▶ Activity
The required output is every record, written out exactly.

▶ Records for this exercise
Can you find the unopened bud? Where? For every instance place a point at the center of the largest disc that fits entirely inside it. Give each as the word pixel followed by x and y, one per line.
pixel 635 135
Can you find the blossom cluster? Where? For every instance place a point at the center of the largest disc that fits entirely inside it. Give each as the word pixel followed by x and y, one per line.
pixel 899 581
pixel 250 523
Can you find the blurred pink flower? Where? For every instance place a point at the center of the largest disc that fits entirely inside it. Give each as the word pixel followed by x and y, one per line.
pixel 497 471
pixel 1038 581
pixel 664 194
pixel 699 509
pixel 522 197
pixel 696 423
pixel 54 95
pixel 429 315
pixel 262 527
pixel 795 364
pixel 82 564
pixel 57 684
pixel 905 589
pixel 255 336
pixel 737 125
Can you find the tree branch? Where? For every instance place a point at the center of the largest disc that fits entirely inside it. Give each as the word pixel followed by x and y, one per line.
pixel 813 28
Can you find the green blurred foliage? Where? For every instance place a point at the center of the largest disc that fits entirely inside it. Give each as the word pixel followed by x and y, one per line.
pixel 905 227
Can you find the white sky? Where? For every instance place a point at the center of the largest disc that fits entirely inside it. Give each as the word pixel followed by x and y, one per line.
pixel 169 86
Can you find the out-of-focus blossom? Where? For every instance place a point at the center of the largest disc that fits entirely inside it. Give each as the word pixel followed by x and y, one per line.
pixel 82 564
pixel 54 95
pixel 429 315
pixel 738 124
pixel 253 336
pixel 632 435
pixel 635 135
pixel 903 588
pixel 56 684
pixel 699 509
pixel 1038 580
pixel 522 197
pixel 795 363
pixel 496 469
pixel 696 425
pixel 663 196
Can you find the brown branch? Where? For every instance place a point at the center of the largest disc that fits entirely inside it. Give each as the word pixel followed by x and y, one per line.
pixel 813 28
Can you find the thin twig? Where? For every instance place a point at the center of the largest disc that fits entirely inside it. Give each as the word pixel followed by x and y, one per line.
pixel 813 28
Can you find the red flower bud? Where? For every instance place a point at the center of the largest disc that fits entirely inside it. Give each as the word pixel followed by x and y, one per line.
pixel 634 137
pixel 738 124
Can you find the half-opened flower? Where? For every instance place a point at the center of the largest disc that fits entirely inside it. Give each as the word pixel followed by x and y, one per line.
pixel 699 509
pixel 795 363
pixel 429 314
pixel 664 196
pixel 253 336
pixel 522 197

▶ Your solution
Can you find the unopened bud? Where? For every instance place a point at the center of the largest disc that fits entirely inside it. Give each as the word pixel followed by x and y, one per line.
pixel 635 135
Can you find the blossom cluster? Where? For every instance place a point at the center of the largest disc that fits entirely inside it. Give each as the word pixel followed by x and y, one per line.
pixel 899 581
pixel 250 523
Can you find the blurred pink flower? Where? For every instance place a point at the center of the largest disc that fits entirely inside it. Give each as the word pixel followed by x and y, one per line.
pixel 497 471
pixel 1038 581
pixel 664 194
pixel 699 509
pixel 522 197
pixel 696 423
pixel 54 95
pixel 429 315
pixel 262 527
pixel 795 364
pixel 82 564
pixel 57 684
pixel 905 589
pixel 255 336
pixel 737 125
Can you find the tree branch? Where? For every instance place a point at the center of the largest disc that fits entirely inside it. Give each as the word pixel followed by x and y, one per line.
pixel 813 28
Can you find the green blurred foliage? Where? For every instance place a point at the center of the largest disc that fits entirely inside it. Give each as the word pixel followed by x and y, one per line.
pixel 905 227
Can you find the white sky? Where? For every instance place a point at the center of the largest disc that fits entirely inside it. Give each as the word pixel followed by x and y, one per line.
pixel 169 86
Can you find the out-of-focus blossom? Where? For every instance place a point at the center of the largest disc that fits entirely inside it. Give each as the word pixel followed by x and y, one per line.
pixel 82 564
pixel 54 95
pixel 429 315
pixel 738 124
pixel 253 336
pixel 632 435
pixel 635 135
pixel 903 588
pixel 56 684
pixel 699 509
pixel 1038 580
pixel 522 197
pixel 795 363
pixel 496 469
pixel 696 425
pixel 663 196
Can you find the brown branch? Where? For every instance place a point at the center of the largest disc that fits entirely inside it. Give each as the word pixel followed by x and y, one per line.
pixel 813 28
Can you find the thin twig? Where? For every instance place a point at the center of the largest disc that fits entirely inside it. Give each as the word pixel followed by x and y, one per line.
pixel 813 28
Can you find the red flower bud? Where? For every instance place a point at the center of the largest disc that fits entirely inside it. Give each as the word pixel followed by x and y, one per line.
pixel 634 137
pixel 738 124
Can you find the half-opened flower? Where? For every instance place a point at the center of the largest disc that fits entirely inside it. Give each as the word pixel followed by x and y, one per line.
pixel 699 509
pixel 795 363
pixel 429 314
pixel 664 196
pixel 253 336
pixel 522 197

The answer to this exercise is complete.